#### [PROBLEM TO SOLVE]
Return every line of the records below that contains the string "viewBox", matching its case exactly.

DATA RECORDS: Begin

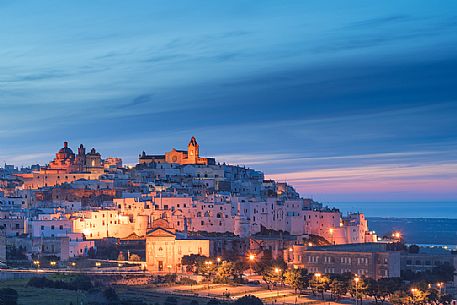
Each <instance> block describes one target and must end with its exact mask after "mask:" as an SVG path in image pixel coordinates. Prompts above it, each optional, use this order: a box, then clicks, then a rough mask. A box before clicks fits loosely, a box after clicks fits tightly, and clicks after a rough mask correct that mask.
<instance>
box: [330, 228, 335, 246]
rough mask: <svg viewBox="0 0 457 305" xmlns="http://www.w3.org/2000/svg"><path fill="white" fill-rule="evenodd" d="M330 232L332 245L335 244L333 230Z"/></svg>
mask: <svg viewBox="0 0 457 305" xmlns="http://www.w3.org/2000/svg"><path fill="white" fill-rule="evenodd" d="M329 232H330V236H331V237H332V244H335V240H334V238H333V228H330V229H329Z"/></svg>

DATA RECORDS: End

#### [SOLVED PROBLEM]
rough mask: <svg viewBox="0 0 457 305" xmlns="http://www.w3.org/2000/svg"><path fill="white" fill-rule="evenodd" d="M330 232L332 245L335 244L333 230Z"/></svg>
mask: <svg viewBox="0 0 457 305" xmlns="http://www.w3.org/2000/svg"><path fill="white" fill-rule="evenodd" d="M329 232H330V236H331V237H332V244H335V240H334V238H333V228H330V229H329Z"/></svg>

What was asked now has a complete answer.